* WHAT YOU SHOULD DO:
Here the job is to retype the data word for word while leaving the pictures aside.

⟨

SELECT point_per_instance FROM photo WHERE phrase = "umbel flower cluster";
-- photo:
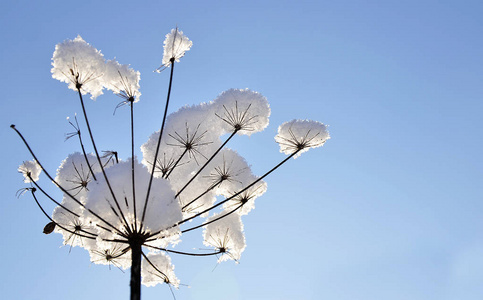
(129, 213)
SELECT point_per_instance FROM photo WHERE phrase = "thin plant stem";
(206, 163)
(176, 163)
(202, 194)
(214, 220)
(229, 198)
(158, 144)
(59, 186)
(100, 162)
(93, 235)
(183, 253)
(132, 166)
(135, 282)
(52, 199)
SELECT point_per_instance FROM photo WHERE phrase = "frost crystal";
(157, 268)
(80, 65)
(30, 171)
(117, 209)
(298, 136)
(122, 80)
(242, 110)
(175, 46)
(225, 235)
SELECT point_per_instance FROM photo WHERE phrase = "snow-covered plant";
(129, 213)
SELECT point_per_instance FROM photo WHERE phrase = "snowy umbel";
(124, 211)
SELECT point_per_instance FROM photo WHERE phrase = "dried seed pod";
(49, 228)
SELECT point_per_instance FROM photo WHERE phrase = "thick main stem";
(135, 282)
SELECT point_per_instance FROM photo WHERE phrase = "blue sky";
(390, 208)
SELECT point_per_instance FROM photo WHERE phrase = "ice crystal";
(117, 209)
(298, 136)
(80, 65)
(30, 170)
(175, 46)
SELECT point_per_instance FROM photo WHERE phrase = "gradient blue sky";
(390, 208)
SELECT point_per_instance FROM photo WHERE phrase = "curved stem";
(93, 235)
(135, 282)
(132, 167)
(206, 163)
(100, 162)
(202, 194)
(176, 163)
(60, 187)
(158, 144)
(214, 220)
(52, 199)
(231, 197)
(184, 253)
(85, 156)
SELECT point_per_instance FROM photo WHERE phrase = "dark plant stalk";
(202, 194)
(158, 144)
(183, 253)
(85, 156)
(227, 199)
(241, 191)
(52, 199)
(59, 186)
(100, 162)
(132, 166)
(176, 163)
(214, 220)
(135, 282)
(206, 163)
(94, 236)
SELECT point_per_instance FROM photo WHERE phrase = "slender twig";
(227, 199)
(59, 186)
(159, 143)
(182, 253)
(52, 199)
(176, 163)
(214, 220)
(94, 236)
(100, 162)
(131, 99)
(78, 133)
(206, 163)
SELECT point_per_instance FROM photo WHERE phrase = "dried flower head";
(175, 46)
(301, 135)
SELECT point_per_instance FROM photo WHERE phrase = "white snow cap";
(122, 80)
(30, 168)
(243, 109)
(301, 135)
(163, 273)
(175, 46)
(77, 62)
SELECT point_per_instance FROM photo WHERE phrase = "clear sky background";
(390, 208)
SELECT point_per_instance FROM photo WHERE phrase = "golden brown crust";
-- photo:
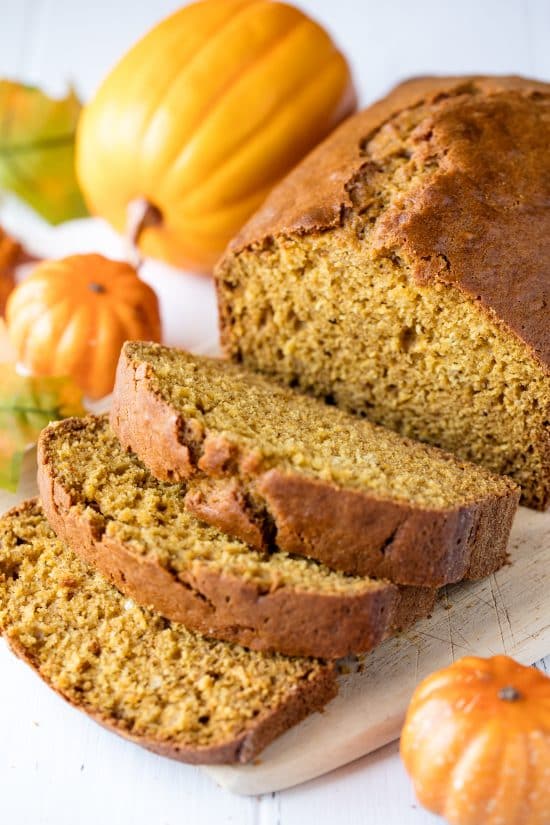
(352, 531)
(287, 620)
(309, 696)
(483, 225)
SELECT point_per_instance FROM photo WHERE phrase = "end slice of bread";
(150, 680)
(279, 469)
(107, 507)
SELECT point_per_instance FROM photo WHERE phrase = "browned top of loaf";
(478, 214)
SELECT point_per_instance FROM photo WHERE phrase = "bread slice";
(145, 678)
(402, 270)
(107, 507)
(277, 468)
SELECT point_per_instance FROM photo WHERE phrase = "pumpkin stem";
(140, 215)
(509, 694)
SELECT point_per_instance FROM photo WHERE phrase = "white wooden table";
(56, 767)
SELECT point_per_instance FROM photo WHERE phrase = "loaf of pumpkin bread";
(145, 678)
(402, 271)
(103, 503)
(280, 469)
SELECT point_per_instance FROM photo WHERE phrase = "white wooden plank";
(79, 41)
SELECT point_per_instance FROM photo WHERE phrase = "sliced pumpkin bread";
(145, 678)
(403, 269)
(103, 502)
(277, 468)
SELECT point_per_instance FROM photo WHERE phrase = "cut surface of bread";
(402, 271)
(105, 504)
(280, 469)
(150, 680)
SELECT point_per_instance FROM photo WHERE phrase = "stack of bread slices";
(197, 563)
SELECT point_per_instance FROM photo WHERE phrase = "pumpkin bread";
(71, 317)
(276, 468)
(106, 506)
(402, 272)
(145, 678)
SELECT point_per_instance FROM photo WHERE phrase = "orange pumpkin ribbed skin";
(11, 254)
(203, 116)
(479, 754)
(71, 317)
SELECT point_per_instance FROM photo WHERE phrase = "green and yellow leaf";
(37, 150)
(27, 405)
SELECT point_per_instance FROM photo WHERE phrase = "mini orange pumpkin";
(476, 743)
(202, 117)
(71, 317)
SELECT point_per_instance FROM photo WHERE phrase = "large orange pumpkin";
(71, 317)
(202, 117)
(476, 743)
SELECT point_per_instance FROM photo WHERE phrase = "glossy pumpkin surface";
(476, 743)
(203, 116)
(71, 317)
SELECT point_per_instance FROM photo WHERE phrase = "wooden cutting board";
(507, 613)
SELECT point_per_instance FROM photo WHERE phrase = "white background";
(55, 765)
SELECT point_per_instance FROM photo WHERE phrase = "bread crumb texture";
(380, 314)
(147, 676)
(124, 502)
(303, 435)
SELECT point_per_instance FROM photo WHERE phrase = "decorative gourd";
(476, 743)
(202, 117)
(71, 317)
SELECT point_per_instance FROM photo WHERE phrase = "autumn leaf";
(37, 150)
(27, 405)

⟩

* OUTPUT FOR THIS TASK:
SELECT point_per_instance FROM photo WHERE phrase = "umbel flower cluster";
-- photo:
(129, 213)
SELECT point_per_instance FROM photo WHERE phrase = "thin plant stem";
(206, 163)
(176, 163)
(202, 194)
(214, 220)
(229, 198)
(158, 144)
(59, 186)
(100, 162)
(93, 235)
(183, 253)
(132, 166)
(135, 282)
(52, 199)
SELECT point_per_instance FROM photo WHERE phrase = "frost crystal";
(157, 268)
(80, 65)
(30, 171)
(117, 209)
(298, 136)
(122, 80)
(242, 110)
(175, 46)
(225, 235)
SELECT point_per_instance FROM photo WHERE phrase = "snow-covered plant";
(129, 213)
SELECT point_per_instance FROM photo WHERE phrase = "snowy umbel";
(124, 211)
SELECT point_per_instance FROM photo WHERE phrase = "dried seed pod";
(49, 228)
SELECT point_per_instance FROM photo WHERE phrase = "thick main stem";
(135, 282)
SELECT point_per_instance FROM photo WHERE phrase = "blue sky";
(390, 208)
SELECT point_per_instance FROM photo WHERE phrase = "ice crystal";
(117, 209)
(298, 136)
(80, 65)
(30, 170)
(175, 46)
SELECT point_per_instance FROM photo WHERE phrase = "gradient blue sky";
(390, 208)
SELECT point_per_instance FROM photo WHERE phrase = "curved stem";
(93, 235)
(135, 282)
(132, 167)
(206, 163)
(100, 162)
(202, 194)
(176, 163)
(60, 187)
(158, 144)
(214, 220)
(52, 199)
(231, 197)
(184, 253)
(85, 156)
SELECT point_per_instance FROM photo WHERE phrase = "dark plant stalk";
(202, 194)
(158, 144)
(183, 253)
(85, 156)
(227, 199)
(241, 191)
(52, 199)
(59, 186)
(100, 162)
(132, 166)
(176, 163)
(214, 220)
(135, 282)
(206, 163)
(94, 236)
SELECT point_per_instance FROM photo WHERE phrase = "slender twig";
(227, 199)
(59, 186)
(159, 143)
(182, 253)
(52, 199)
(176, 163)
(214, 220)
(94, 236)
(100, 162)
(131, 99)
(78, 133)
(206, 163)
SELECT point_per_instance FROM photo WHERE phrase = "dried flower head";
(175, 46)
(301, 135)
SELECT point_per_instance FROM photo WHERE phrase = "white snow cap";
(122, 80)
(30, 168)
(243, 109)
(301, 135)
(163, 273)
(175, 46)
(77, 62)
SELECT point_per_instance FROM photo WHERE phrase = "clear sky background";
(390, 208)
SELECT point_per_instance FROM photo WHERE phrase = "golden brown crust";
-- photo:
(352, 531)
(287, 620)
(309, 696)
(483, 225)
SELECT point_per_instance FROM photo WHERE phrase = "end slice of bread";
(150, 680)
(279, 469)
(107, 507)
SELECT point_per_instance FROM photo WHERE phrase = "browned top of loaf";
(478, 214)
SELECT point_per_instance FROM photo WHERE phrase = "bread slice";
(145, 678)
(402, 270)
(107, 507)
(277, 468)
SELECT point_per_instance FROM photo WHERE phrase = "pumpkin stem";
(140, 215)
(509, 694)
SELECT point_per_instance FROM photo WHERE phrase = "white wooden table";
(56, 767)
SELECT point_per_instance FROM photo WHERE phrase = "loaf of pumpkin bread";
(145, 678)
(402, 271)
(103, 503)
(280, 469)
SELECT point_per_instance FROM photo WHERE phrase = "white wooden plank";
(79, 41)
SELECT point_per_instance FROM photo WHERE phrase = "sliced pumpkin bread";
(145, 678)
(403, 269)
(103, 502)
(277, 468)
SELECT point_per_instance FROM photo WHERE phrase = "cut surface of bread";
(402, 271)
(105, 504)
(280, 469)
(150, 680)
SELECT point_per_instance FROM photo WHERE phrase = "stack of bread slices";
(197, 563)
SELECT point_per_instance FROM photo WHERE phrase = "pumpkin bread";
(71, 317)
(276, 468)
(106, 506)
(402, 272)
(145, 678)
SELECT point_per_instance FROM photo WHERE phrase = "orange pumpkin ribbed skin";
(11, 254)
(203, 116)
(479, 754)
(71, 317)
SELECT point_per_instance FROM photo WHERE phrase = "green and yellow leaf";
(37, 150)
(27, 405)
SELECT point_per_instance FROM photo WHERE phrase = "mini orange pumpkin";
(476, 743)
(202, 117)
(71, 317)
SELECT point_per_instance FROM photo WHERE phrase = "large orange pumpkin";
(71, 317)
(202, 117)
(476, 743)
SELECT point_per_instance FROM photo WHERE phrase = "glossy pumpkin surface";
(476, 743)
(203, 116)
(71, 317)
SELECT point_per_instance FROM photo WHERE phrase = "wooden cutting board";
(507, 613)
SELECT point_per_instance FROM photo WHERE phrase = "white background";
(55, 765)
SELECT point_per_instance FROM photo WHERE phrase = "bread crumb texture";
(380, 314)
(147, 676)
(124, 502)
(303, 435)
SELECT point_per_instance FROM photo WHERE phrase = "decorative gourd";
(476, 743)
(202, 117)
(71, 317)
SELECT point_per_instance FROM photo WHERE phrase = "autumn leaf";
(37, 150)
(27, 405)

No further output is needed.